| STUDY TEXT |
*** Block opens ***

I recently read a blog post debating whether IFers (women with infertility) should be public about their infertility. Those who are not public are referred to as closet IFers and those who were public are "out of the closet". I really liked this way of discussing the issue.
I am, obviously, out of the closet with my infertility. I always have been. I am one of those "open book" people. Ask and I'll tell (much to my husbands dismay). The woman who wrote the blog post was a closet IFer trying to come out, but is having a hard time of it.
I find myself asking, "What is the big deal if we shout our infertility from the rooftops?" Then I stop and think about all the times one of my fertile friends gets pregnant and is wracked with guilt because they have to break it to me that they are expecting. And quite honestly I tremble in fear some days when I log into Facebook to see who else is pregnant (the stork is being very liberal with those little bundles these days...someone give the dang bird my address!).
I have definitely thought about running back into the closet, that was never closed, but I think it's too late for me. So, should other IFers stay in the closet?
I don't think so! Infertility is a long, painful, lonely journey filled with guilt that I can't give my husband loads and loads of cute little babies, anger that God would curse me with this affliction that denies me the one thing I want most, frustration that my body is broken, and sadness that nobody understands how hard it is to see that negative pregnancy test month after month.
Who wants to go through that alone? The hard part of being out of the closet with infertility, besides seeing all the cute little baby bumps of course, is helping people understand that it is a medical issue and that if I "stop thinking about it" or "just relax" I'm not going to magically ovulate. And when you try to explain the whole, complicated process of getting pregnant eyes start glazing over. To be honest, I didn't truly understand in detail the process when I went through it all to get pregnant with Tyler. I had a better than high school education understanding, but in the effort to conceive baby #2, I have gained a more complete level of knowledge in regards to how it all works.
So, if you are thinking about coming out of the closet, be ready to explain your situation to brick walls, put on your happy face, and get ready for a whole lot of "advice" that's gonna piss you off!
If you aren't an IFer, but know someone who is, please take the time to listen to them and ask questions, don't give advice, give hugs, and if you get Preggo be sure to let them know, because it sucks to hear it from someone else, and don't shut your IF friends out, because it sucks to be left out more than it sucks to be infertile (most days :P)
Katie
3 comments:
Thank you so much for your post... I know exactly where you are at, but for other reasons. I think I will most likely have issues when it is my turn and I'm grateful to know you are there for me. Love you! Jessie
You know it Jessie! Love you!
Great post!! So true.....I love totally to anyone and everyone about this im operant issue and am trying to be a crusader for increased finding in Canada! Great blog...I.I just found you!

*** Block closes ***

| INFORMATION |
*** Block opens ***

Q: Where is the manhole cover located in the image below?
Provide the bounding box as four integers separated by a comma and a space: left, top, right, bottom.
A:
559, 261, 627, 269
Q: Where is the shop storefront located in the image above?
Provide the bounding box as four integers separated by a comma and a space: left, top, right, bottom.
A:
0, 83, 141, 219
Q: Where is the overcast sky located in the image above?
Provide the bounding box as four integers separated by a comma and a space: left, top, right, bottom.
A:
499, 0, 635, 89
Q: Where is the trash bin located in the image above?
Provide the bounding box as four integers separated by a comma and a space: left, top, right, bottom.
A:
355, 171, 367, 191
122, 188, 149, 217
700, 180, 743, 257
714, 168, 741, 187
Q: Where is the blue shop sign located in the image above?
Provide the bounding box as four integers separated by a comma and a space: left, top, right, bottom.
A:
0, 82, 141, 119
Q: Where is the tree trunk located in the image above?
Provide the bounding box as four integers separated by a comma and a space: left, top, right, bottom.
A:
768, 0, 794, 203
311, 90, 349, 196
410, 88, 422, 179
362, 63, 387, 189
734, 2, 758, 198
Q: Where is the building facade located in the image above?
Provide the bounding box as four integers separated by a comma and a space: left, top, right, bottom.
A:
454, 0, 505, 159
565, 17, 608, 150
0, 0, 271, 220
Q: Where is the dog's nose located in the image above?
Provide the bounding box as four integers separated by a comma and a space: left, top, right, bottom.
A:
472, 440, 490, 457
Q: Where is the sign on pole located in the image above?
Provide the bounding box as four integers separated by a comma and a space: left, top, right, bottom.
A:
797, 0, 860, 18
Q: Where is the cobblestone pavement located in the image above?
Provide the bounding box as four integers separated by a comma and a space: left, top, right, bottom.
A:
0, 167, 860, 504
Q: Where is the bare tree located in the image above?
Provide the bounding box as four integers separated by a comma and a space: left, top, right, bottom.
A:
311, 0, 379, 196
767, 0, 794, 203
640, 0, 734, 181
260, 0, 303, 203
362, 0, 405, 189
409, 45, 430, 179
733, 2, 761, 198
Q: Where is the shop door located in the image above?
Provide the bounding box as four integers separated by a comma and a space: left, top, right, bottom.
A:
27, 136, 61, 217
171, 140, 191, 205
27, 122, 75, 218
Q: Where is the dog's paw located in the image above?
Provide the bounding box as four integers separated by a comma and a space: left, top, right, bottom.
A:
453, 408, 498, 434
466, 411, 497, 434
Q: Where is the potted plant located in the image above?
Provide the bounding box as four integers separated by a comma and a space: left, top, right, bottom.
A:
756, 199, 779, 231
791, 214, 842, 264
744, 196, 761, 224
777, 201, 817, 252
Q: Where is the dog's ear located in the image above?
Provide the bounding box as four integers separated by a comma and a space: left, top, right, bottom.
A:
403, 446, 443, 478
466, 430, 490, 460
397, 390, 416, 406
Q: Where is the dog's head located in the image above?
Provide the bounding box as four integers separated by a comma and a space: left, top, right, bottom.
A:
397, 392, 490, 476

*** Block closes ***

| WHAT TO DO |
Write out the part of the infertility blog post starting at "I have definitely" and ending at "in the closet?", word for word. The listing plays no part here.

| EXERCISE SOLUTION |
I have definitely thought about running back into the closet, that was never closed, but I think it's too late for me. So, should other IFers stay in the closet?